- _Work order_: Only the lines holding "image" are wanted here; copy each from the listing.

- _Input data_:
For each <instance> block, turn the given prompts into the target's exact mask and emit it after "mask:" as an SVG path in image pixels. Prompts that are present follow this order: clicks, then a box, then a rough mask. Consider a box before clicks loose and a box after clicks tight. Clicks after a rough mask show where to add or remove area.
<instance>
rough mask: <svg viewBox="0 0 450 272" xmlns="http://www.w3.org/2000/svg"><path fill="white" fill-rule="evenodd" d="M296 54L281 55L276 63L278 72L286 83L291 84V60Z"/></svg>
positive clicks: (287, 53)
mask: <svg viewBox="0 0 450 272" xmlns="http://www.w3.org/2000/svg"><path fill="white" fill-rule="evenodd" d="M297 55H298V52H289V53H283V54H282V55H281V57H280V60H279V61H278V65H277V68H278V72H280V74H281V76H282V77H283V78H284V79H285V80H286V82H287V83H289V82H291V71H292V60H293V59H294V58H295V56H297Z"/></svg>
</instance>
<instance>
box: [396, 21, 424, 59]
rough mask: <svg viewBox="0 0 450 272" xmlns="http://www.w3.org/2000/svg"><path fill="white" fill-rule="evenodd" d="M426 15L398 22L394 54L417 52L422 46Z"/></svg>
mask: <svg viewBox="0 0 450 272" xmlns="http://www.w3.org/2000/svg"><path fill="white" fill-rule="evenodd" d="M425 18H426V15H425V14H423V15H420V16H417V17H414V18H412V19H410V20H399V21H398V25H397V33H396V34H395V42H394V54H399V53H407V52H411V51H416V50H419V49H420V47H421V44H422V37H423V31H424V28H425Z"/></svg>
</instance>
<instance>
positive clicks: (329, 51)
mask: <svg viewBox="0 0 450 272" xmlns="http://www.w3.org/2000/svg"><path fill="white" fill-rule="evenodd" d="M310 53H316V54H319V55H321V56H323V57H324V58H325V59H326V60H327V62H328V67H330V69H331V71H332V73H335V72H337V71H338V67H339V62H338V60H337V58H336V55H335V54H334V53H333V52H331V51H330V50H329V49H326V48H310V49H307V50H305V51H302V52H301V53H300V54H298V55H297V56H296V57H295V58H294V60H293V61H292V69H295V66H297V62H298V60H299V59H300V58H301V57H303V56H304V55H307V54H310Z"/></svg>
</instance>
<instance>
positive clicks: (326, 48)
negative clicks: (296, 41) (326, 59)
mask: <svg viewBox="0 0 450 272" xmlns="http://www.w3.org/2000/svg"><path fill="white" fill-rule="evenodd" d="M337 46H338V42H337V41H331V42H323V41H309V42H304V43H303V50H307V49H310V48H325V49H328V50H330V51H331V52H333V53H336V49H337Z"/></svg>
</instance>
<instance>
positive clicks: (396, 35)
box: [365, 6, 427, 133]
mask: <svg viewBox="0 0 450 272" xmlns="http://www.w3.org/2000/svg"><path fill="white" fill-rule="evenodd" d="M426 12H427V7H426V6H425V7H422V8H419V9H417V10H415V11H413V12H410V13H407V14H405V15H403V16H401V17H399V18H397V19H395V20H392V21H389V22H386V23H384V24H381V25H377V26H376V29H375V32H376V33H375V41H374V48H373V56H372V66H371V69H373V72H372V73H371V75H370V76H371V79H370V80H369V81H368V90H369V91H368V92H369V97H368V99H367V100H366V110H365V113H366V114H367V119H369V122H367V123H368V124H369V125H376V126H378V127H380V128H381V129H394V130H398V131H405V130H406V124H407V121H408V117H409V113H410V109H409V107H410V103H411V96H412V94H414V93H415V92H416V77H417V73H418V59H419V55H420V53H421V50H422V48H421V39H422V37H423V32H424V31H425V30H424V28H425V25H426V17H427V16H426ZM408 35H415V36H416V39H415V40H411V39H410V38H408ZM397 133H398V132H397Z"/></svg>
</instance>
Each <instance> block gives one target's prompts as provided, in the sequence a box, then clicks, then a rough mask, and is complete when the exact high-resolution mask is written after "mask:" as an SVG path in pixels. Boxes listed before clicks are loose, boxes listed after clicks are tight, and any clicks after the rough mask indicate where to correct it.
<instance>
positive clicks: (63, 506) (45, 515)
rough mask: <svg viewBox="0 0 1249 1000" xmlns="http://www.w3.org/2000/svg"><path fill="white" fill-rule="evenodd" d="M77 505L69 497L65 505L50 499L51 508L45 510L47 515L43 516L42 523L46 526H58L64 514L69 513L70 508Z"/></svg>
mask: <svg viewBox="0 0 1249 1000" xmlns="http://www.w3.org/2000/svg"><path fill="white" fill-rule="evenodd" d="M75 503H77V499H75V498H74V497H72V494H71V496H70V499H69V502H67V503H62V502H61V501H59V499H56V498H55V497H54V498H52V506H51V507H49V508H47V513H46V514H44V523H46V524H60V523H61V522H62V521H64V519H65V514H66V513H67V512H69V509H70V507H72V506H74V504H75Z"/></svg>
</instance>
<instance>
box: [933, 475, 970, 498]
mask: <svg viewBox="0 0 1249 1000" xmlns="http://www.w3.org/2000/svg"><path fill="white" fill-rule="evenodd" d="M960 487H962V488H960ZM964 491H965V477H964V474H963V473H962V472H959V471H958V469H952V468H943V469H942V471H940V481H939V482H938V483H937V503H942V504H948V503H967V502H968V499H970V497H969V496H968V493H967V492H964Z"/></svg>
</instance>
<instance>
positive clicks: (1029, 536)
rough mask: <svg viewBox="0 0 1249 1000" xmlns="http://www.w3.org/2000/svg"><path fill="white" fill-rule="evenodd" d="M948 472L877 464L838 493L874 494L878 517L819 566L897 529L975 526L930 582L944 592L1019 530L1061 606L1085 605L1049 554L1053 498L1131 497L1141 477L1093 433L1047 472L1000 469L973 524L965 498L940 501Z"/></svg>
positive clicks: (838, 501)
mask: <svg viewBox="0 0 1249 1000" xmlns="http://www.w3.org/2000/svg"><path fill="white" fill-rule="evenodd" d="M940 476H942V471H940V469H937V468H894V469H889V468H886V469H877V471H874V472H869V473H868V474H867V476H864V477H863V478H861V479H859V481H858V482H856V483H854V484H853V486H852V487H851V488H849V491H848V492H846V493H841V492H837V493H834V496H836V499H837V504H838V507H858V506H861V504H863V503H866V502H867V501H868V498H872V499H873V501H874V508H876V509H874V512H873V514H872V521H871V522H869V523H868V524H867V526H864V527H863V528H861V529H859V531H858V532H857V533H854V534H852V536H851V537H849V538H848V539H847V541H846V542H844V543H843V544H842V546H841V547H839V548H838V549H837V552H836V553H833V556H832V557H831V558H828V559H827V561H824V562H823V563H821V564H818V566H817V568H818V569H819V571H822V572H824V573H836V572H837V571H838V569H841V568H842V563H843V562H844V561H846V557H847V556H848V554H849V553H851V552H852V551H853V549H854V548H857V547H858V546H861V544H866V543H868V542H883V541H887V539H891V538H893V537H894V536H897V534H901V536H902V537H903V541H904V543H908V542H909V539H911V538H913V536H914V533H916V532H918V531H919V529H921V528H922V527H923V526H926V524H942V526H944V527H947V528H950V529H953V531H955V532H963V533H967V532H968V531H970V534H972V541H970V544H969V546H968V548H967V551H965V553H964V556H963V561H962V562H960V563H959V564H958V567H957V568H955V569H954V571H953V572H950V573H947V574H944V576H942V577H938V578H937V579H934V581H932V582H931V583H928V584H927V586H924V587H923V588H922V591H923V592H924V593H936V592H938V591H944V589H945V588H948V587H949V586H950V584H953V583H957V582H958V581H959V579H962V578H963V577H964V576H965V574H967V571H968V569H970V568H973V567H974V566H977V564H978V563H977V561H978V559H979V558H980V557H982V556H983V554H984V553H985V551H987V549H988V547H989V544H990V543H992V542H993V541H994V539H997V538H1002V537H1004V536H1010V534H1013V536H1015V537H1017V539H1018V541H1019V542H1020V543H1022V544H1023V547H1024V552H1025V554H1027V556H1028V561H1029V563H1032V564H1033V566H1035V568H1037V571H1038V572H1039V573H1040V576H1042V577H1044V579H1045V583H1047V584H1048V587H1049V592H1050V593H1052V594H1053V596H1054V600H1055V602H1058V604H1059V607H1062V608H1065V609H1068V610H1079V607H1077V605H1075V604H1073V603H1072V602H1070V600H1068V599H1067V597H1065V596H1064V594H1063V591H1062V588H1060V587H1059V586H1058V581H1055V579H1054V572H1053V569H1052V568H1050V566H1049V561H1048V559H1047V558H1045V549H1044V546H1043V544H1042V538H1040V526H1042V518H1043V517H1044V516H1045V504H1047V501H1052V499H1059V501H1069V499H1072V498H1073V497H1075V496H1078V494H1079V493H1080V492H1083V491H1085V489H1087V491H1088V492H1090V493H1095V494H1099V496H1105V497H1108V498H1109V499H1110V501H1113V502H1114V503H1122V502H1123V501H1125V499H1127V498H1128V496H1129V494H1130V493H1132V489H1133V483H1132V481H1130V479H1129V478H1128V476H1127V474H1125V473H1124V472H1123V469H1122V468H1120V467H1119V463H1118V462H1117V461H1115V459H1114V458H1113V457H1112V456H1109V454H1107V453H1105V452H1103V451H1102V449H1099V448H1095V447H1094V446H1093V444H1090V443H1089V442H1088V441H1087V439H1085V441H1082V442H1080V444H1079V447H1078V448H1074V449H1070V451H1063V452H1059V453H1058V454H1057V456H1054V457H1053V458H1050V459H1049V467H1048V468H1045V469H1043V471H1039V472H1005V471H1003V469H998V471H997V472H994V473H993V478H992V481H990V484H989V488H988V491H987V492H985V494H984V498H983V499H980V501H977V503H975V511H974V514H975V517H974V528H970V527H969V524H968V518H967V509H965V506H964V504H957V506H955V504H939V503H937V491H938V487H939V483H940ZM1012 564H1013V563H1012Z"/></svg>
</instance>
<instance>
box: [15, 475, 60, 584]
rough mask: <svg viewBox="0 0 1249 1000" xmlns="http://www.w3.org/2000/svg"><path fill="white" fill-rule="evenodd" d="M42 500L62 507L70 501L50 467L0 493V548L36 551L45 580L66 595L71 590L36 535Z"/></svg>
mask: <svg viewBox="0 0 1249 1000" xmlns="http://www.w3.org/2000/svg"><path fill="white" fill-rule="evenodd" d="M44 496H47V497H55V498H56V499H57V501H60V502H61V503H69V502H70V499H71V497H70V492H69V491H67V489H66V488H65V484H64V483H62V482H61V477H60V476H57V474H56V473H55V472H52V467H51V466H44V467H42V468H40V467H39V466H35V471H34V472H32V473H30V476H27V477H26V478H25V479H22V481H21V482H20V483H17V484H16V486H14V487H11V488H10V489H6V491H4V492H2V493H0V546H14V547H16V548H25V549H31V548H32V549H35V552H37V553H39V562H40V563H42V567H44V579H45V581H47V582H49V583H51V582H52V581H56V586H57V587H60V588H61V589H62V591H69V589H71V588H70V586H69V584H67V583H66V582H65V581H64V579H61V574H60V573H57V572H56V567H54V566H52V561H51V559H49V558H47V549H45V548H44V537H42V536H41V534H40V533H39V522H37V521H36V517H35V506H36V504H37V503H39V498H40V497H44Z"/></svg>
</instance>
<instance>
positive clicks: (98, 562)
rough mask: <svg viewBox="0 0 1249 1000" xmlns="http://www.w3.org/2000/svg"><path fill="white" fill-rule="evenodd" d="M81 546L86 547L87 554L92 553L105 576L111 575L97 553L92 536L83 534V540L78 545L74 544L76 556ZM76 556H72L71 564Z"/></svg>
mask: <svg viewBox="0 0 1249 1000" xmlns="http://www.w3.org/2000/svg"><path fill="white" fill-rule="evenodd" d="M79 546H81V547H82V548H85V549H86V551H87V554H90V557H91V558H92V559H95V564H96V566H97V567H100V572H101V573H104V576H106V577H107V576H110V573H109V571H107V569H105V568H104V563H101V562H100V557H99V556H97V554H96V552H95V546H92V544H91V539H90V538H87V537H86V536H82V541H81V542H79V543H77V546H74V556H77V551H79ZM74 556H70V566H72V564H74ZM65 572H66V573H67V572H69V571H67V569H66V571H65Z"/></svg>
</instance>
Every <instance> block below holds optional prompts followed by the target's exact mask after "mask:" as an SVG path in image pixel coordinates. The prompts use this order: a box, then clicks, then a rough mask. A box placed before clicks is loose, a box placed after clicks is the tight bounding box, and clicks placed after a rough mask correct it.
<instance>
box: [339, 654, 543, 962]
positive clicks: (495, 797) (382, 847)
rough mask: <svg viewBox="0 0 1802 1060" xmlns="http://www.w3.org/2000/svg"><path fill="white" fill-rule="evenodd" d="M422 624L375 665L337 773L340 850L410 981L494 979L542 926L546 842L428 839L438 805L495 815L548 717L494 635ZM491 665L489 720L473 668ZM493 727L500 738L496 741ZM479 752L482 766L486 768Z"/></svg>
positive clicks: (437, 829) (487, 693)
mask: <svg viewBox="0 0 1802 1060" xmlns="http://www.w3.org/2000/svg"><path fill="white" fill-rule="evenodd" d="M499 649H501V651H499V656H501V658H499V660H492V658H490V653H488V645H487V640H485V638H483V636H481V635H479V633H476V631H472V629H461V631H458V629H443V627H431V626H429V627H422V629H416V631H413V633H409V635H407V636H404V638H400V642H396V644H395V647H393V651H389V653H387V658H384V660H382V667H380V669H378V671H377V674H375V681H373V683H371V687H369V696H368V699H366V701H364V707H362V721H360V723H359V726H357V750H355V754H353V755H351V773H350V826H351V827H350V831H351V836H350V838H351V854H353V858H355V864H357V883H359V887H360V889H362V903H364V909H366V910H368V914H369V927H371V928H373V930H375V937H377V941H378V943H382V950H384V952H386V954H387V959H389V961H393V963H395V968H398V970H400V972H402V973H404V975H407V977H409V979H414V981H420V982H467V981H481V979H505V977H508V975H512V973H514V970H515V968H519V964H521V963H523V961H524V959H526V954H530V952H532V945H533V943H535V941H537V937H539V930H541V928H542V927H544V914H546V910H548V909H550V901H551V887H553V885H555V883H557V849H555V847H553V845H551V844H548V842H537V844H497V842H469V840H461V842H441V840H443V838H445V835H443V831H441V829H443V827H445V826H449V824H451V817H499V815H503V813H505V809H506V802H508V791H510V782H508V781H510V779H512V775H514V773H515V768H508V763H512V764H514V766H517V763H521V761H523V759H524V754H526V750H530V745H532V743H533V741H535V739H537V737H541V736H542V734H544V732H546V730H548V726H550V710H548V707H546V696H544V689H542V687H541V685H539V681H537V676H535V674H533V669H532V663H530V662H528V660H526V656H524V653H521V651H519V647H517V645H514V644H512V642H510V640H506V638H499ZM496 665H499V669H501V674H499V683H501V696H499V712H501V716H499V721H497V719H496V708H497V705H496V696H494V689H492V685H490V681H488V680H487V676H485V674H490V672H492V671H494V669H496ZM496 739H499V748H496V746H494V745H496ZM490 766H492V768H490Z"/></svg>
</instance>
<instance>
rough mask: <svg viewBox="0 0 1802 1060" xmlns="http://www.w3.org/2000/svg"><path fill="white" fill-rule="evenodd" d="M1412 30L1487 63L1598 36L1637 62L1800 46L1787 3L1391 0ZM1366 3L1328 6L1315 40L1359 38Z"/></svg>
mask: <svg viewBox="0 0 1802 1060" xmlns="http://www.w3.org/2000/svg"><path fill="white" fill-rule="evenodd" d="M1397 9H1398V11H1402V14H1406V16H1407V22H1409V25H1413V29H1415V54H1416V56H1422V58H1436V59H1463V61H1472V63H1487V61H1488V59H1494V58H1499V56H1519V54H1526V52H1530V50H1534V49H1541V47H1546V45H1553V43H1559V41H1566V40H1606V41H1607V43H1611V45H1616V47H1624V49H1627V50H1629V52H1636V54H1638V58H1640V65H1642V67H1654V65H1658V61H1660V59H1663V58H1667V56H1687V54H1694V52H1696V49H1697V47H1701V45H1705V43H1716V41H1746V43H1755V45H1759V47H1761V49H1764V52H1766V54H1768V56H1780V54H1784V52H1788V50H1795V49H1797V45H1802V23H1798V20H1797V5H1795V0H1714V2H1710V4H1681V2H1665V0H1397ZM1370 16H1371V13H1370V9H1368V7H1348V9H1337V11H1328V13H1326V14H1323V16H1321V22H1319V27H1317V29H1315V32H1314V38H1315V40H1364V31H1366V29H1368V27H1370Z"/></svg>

- _Result of the exercise_:
For each <instance> block, turn the given prompts into the target's exact mask and emit it after "mask:" as an SVG path in image pixels. Prompts that are present follow this order: clicks, then a box, then a rough mask. Consider a box before clicks loose and a box after clicks tight. Clicks after a rough mask show where to add or remove area.
Every <instance> block below holds optional prompts followed by the target's exact mask after "mask:" as an SVG path in image pixel coordinates. The prompts use this order: a box, then clicks, then a rough mask. A box placed before clicks is loose, a box placed after clicks is the tight bounding box, and clicks placed after a rough mask correct it.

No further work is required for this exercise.